Ziel der Übung :: Kannst du aus dem Auszug über die Leichtathletik unten den Abschnitt zwischen „Alle vier Jahre“ und „Megastar des Weltsports.“, beide eingeschlossen, wortgetreu ausgeben?

Bereitgestellter Auszug ::

=-=-=

Leichtathletik auf dem Prüfstand

Alle vier Jahre und zwar bei den Olympischen Sommerspielen steht die Leichtathletik im Mittelpunkt der Weltöffentlichkeit. Die Olympischen Spiele im Jahr 2021 in Tokyo haben es einmal mehr gezeigt: die Leichtathletik ist ohne Zweifel eine der wichtigsten olympischen Sportarten. Sie kann die meisten Zuschauer im Olympiastadion an sich binden und in ihrer Resonanz in der Presse, im Internet und vor allem im Fernsehen nimmt sie ebenfalls eine herausragende Position ein. Die Olympiasieger¹ der Leichtathletik sind die Stars der Spiele. Usain Bolt wurde auf diese Weise zu einem Megastar des Weltsports.

=-=-=

Extrahierte Datensätze ::
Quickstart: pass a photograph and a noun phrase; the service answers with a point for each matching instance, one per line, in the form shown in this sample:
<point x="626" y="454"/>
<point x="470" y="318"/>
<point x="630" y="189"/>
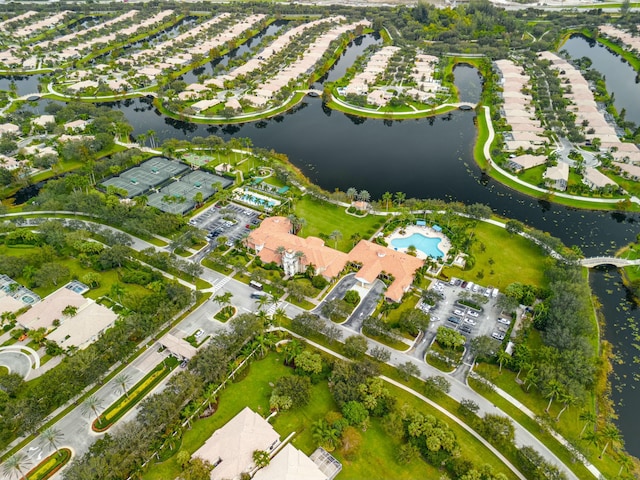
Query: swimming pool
<point x="427" y="245"/>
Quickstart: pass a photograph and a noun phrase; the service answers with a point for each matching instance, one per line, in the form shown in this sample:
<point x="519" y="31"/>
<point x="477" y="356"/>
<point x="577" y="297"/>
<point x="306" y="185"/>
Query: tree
<point x="407" y="370"/>
<point x="381" y="354"/>
<point x="589" y="418"/>
<point x="386" y="198"/>
<point x="296" y="388"/>
<point x="497" y="429"/>
<point x="336" y="236"/>
<point x="325" y="435"/>
<point x="261" y="458"/>
<point x="355" y="413"/>
<point x="449" y="339"/>
<point x="15" y="465"/>
<point x="552" y="390"/>
<point x="52" y="436"/>
<point x="308" y="362"/>
<point x="514" y="226"/>
<point x="435" y="385"/>
<point x="503" y="356"/>
<point x="122" y="381"/>
<point x="611" y="435"/>
<point x="351" y="442"/>
<point x="355" y="347"/>
<point x="92" y="404"/>
<point x="478" y="211"/>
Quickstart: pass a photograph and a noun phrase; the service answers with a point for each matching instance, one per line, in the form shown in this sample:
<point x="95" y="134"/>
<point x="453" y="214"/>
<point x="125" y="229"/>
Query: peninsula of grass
<point x="501" y="258"/>
<point x="376" y="458"/>
<point x="48" y="467"/>
<point x="328" y="218"/>
<point x="131" y="397"/>
<point x="225" y="313"/>
<point x="539" y="432"/>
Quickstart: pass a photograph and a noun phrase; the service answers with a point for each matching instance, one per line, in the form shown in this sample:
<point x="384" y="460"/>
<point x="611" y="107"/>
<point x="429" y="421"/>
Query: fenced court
<point x="138" y="180"/>
<point x="198" y="160"/>
<point x="179" y="196"/>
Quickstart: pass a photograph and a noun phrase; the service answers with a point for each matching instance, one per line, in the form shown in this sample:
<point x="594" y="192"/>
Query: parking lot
<point x="232" y="222"/>
<point x="468" y="321"/>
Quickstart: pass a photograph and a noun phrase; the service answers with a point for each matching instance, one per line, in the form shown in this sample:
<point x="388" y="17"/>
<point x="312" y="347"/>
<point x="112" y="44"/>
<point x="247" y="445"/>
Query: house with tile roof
<point x="274" y="242"/>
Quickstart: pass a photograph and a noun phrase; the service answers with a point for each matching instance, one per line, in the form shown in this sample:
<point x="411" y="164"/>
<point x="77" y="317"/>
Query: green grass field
<point x="377" y="455"/>
<point x="515" y="259"/>
<point x="324" y="218"/>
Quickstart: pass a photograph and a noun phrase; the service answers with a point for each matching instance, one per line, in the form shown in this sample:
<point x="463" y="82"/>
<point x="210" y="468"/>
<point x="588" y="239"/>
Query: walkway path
<point x="431" y="403"/>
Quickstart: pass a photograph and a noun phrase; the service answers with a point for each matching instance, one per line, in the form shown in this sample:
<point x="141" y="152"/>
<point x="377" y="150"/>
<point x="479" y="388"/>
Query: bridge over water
<point x="616" y="262"/>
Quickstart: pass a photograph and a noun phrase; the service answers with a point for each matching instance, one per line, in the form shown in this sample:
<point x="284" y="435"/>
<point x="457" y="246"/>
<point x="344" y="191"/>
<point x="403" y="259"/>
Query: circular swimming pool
<point x="427" y="245"/>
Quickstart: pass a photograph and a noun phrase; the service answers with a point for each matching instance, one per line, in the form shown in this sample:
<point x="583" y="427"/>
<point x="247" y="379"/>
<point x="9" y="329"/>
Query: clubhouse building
<point x="274" y="242"/>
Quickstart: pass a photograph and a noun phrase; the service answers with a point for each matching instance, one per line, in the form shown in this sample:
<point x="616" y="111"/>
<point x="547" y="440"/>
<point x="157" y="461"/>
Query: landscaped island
<point x="222" y="316"/>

=-=-=

Ergebnis siehe unten ::
Alle vier Jahre und zwar bei den Olympischen Sommerspielen steht die Leichtathletik im Mittelpunkt der Weltöffentlichkeit. Die Olympischen Spiele im Jahr 2021 in Tokyo haben es einmal mehr gezeigt: die Leichtathletik ist ohne Zweifel eine der wichtigsten olympischen Sportarten. Sie kann die meisten Zuschauer im Olympiastadion an sich binden und in ihrer Resonanz in der Presse, im Internet und vor allem im Fernsehen nimmt sie ebenfalls eine herausragende Position ein. Die Olympiasieger¹ der Leichtathletik sind die Stars der Spiele. Usain Bolt wurde auf diese Weise zu einem Megastar des Weltsports.